═══ Records provided ═══
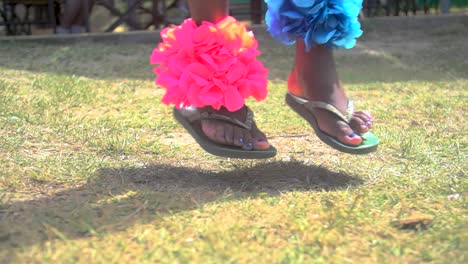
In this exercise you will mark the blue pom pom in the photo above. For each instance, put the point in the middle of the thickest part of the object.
(333, 23)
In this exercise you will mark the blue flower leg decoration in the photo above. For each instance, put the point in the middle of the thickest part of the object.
(333, 23)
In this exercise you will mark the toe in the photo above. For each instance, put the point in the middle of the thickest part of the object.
(248, 144)
(347, 135)
(259, 139)
(359, 124)
(238, 137)
(229, 135)
(209, 129)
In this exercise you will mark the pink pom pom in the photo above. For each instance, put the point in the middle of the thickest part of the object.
(209, 65)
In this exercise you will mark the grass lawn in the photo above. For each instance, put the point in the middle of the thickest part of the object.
(93, 169)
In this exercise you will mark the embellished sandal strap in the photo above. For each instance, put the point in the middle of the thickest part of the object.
(247, 124)
(311, 105)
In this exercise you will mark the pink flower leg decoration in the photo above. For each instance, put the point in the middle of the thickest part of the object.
(209, 65)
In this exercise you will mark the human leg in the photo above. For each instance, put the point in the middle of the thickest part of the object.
(231, 75)
(316, 27)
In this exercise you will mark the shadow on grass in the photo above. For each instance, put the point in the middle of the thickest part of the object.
(118, 198)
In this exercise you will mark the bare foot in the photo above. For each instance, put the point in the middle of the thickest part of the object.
(231, 135)
(314, 78)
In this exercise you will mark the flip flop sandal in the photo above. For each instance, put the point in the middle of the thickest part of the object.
(306, 108)
(190, 119)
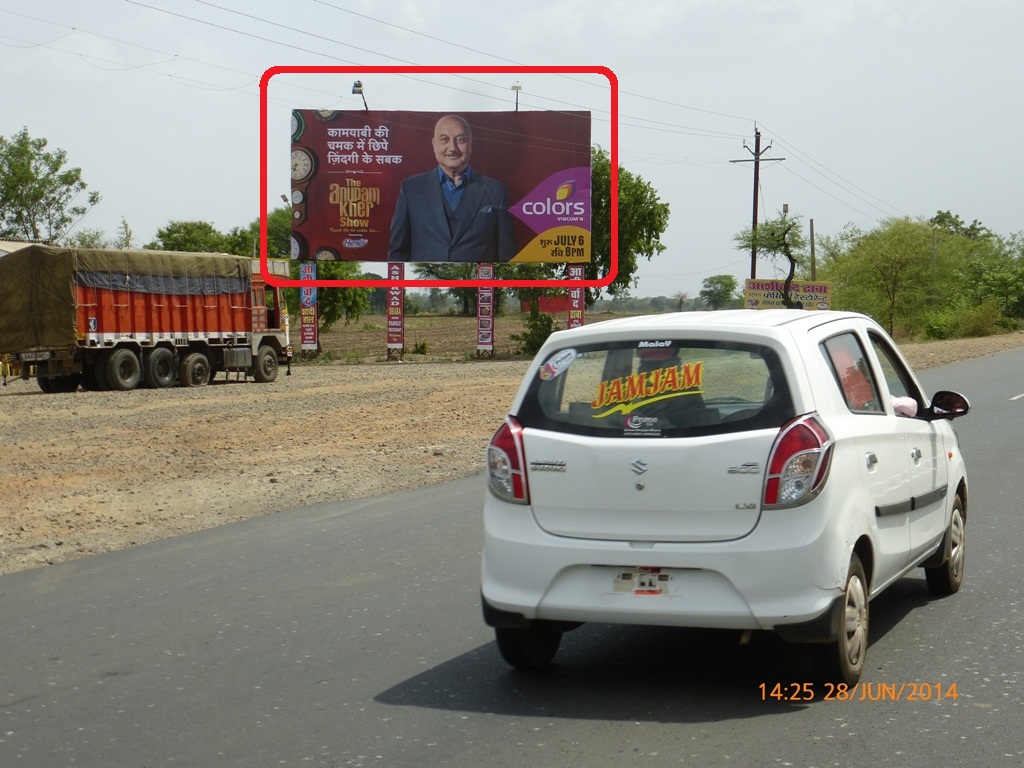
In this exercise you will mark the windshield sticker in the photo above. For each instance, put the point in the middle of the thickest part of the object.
(641, 426)
(627, 393)
(557, 364)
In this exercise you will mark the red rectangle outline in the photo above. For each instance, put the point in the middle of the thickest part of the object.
(612, 155)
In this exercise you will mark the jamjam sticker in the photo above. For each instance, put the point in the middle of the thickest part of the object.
(557, 364)
(627, 393)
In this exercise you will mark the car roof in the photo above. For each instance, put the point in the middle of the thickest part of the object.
(757, 322)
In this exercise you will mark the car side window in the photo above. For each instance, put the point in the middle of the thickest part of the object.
(853, 375)
(897, 379)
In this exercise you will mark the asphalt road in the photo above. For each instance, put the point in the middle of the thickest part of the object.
(349, 635)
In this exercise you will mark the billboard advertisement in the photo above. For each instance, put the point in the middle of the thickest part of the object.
(767, 294)
(437, 186)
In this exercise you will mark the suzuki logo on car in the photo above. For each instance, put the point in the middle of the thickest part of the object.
(750, 468)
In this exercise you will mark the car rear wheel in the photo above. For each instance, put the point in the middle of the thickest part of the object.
(529, 647)
(947, 578)
(843, 659)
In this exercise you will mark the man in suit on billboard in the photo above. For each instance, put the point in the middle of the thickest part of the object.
(452, 212)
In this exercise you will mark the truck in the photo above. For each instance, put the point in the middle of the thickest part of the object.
(117, 320)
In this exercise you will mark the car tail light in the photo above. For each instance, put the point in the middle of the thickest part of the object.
(506, 464)
(799, 462)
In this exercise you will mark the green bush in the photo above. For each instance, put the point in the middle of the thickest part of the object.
(964, 320)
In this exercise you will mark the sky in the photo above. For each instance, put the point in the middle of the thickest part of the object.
(871, 109)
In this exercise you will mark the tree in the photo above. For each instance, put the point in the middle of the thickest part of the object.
(333, 304)
(642, 220)
(124, 239)
(37, 193)
(719, 291)
(887, 272)
(194, 237)
(953, 224)
(781, 237)
(459, 272)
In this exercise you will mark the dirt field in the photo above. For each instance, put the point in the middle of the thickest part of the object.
(91, 472)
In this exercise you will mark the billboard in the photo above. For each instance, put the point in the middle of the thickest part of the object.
(370, 185)
(767, 294)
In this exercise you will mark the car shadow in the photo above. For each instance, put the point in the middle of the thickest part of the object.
(654, 674)
(608, 672)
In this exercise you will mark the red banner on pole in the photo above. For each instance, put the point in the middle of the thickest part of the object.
(307, 308)
(395, 310)
(577, 297)
(485, 311)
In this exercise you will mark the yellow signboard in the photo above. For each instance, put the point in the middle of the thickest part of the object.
(767, 294)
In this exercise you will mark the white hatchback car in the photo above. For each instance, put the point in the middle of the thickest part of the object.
(749, 470)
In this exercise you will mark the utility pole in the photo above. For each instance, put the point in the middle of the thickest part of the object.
(814, 268)
(757, 152)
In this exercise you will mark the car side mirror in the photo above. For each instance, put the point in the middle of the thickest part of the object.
(946, 404)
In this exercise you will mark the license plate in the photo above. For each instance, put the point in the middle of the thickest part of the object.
(642, 582)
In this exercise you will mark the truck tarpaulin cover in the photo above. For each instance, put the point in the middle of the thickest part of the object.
(37, 286)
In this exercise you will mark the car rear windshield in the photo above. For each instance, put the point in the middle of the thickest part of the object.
(658, 388)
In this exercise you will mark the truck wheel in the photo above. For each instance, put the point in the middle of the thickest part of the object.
(195, 371)
(265, 369)
(160, 371)
(95, 377)
(124, 372)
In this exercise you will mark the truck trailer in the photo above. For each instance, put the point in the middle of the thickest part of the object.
(116, 320)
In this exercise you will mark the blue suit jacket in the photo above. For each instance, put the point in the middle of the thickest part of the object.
(420, 228)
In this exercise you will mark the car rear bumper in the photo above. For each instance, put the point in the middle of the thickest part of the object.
(786, 572)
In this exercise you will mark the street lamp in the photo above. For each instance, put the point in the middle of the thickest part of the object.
═══
**Task prompt:**
Render every line of the items above as a numbered list, skipping blank lines. Omit the pictures.

**Solution to this task:**
1. In this exercise you will mark the blue pom pom in the photo above. For each instance, put the point in the middle of the thickest part of the object.
2. (333, 23)
3. In this exercise you will mark the blue flower leg decoration in the photo above. For each instance, put the point in the middle of the thickest part of the object.
4. (333, 23)
5. In this exercise you will mark the toe in the photo above. For each instance, put the point in the middle of the thickest part of the object.
6. (248, 144)
7. (347, 135)
8. (259, 139)
9. (359, 124)
10. (238, 137)
11. (229, 135)
12. (209, 129)
13. In this exercise you will mark the pink pom pom in the photo above. For each instance, put the point in the middle of the thickest part of the object.
14. (209, 65)
15. In this exercise you will mark the grass lawn in the photo above. For each instance, put the point in the middle of the thickest part of the object.
16. (93, 169)
17. In this exercise you will mark the embellished sandal strap in the photo above. For each instance, put the point in the middle of the thickest part of the object.
18. (247, 124)
19. (311, 105)
20. In this exercise you will mark the pink flower leg decoration in the photo above. For each instance, put the point in the middle of the thickest part of the object.
21. (209, 65)
22. In this exercise you will mark the human leg in the photo above. For each instance, put the point in the middle of the thickest part of the object.
23. (231, 75)
24. (316, 27)
25. In this exercise you will mark the shadow on grass in the photo above. For each instance, put the point in the middle of the thickest part of the object.
26. (118, 198)
27. In this exercise you will mark the bare foot in the photo above. For each instance, put the point in the middle of the thickest part of the object.
28. (231, 135)
29. (314, 78)
30. In this exercise you will mark the flip flop sandal in the photo above. For each instance, put the point in the middle of the thickest part of the object.
31. (306, 108)
32. (190, 119)
33. In this exercise you will mark the windshield sticker in the photo above. For each instance, put the point in the middle of the thickest part of the object.
34. (641, 426)
35. (627, 393)
36. (557, 364)
37. In this exercise you will mark the red rectangle outline in the photo above. For each instance, put the point in the middle of the thickest part of the object.
38. (612, 155)
39. In this exercise you will mark the jamjam sticker in the photo above. For each instance, put the point in the middle of the thickest part of the object.
40. (557, 364)
41. (627, 393)
42. In this exercise you will mark the car roof in the photo above. For each instance, put the point in the middle of the thickest part of the object.
43. (757, 322)
44. In this exercise you will mark the car side window in the photo above. For each instance, put the point in the middle of the thickest part of the object.
45. (853, 375)
46. (897, 379)
47. In this exercise you will mark the asphalt road in the photo above. For each instance, put the point in the middle of the thickest part of the object.
48. (349, 635)
49. In this exercise you will mark the billboard advertisement in the photo above. For each instance, put the point in the middle of the thickest part of the object.
50. (767, 294)
51. (437, 186)
52. In this exercise you will mark the suzuki logo on car in the photo above. For each instance, put the point in the middle of the thickest part of the object.
53. (750, 468)
54. In this exercise you will mark the car rear wheel in the photo above. For each instance, put the point in the middle of the thickest part of the object.
55. (529, 647)
56. (947, 578)
57. (843, 659)
58. In this exercise you will mark the man in suit on billboard in the photo above. For each instance, put the point in the middle of the thickest part of the object.
59. (452, 212)
60. In this exercise you will mark the truck in the photo above. For each instance, put the point in the middle of the thickest part of the object.
61. (117, 320)
62. In this exercise you will mark the car tail light in the photo above. For each instance, put the point in the middle of the thickest part of the object.
63. (506, 464)
64. (799, 462)
65. In this exercise you will mark the green bush in the photo above. For each instance, put the point in the middle of the thickest part of the object.
66. (964, 320)
67. In this exercise you will mark the sky in the photo above. For each instance, put the point in the middle of the thickest part of the object.
68. (871, 109)
69. In this exercise you will mark the tree in the photo above. For each instance, put the point in the middle of the thickest part of the object.
70. (333, 304)
71. (642, 220)
72. (124, 239)
73. (37, 193)
74. (719, 291)
75. (887, 272)
76. (194, 237)
77. (953, 224)
78. (781, 237)
79. (459, 272)
80. In this exercise you will mark the dirt field in the photo above. For each instance, put the point in the middle of the thickest part of the object.
81. (91, 472)
82. In this exercise you will mark the billboard in the photo above. For each instance, put the point in the middle of the thickest part of the object.
83. (370, 185)
84. (767, 294)
85. In this exercise you will mark the car shadow in the photo above. For each instance, put the point in the middle of the thickest part of the object.
86. (654, 674)
87. (608, 672)
88. In this exercise you will mark the red banner on pole in the photo above. For each instance, put the point in the middle of the thickest part of the object.
89. (307, 308)
90. (395, 310)
91. (577, 297)
92. (485, 311)
93. In this exercise you will mark the yellow signboard in the photo above. For each instance, put the point in the middle of the thickest part of the object.
94. (767, 294)
95. In this exercise you will mark the white hatchback car in the photo above. For each instance, put the point in the middle of the thickest part of the object.
96. (749, 470)
97. In this exercise you will mark the utility pole in the photo above. For each instance, put the point in the middle of the thickest part of the object.
98. (814, 268)
99. (757, 152)
100. In this exercise you will mark the car side mirror in the photo above. For each instance, put the point in the middle of the thickest part of the object.
101. (946, 404)
102. In this exercise you will mark the license plate in the photo above. For each instance, put the point in the middle of the thickest part of the object.
103. (642, 582)
104. In this exercise you will mark the truck tarpaulin cover in the photo above. For each instance, put the point in the middle of the thickest part of the object.
105. (37, 286)
106. In this exercise you will mark the car rear windshield in the photo above. For each instance, put the point in the middle of the thickest part of the object.
107. (658, 388)
108. In this exercise you will mark the truck wheel in the photo above. For each instance, put the point in the middle of the thickest part of the object.
109. (195, 371)
110. (265, 369)
111. (160, 371)
112. (95, 377)
113. (124, 372)
114. In this exercise you will mark the truck trailer in the photo above. For each instance, put the point in the middle of the thickest part of the object.
115. (116, 320)
116. In this exercise you will mark the blue suit jacket in the photo above. For each instance, put the point in the middle of the thickest part of the object.
117. (420, 228)
118. In this exercise you will mark the car rear bumper in the photo above. For each instance, put the point in the middle of the thickest part of the object.
119. (786, 572)
120. In this exercise you will mark the street lamp in the photo above. For each instance, put the point in the middle of the thickest part of the object.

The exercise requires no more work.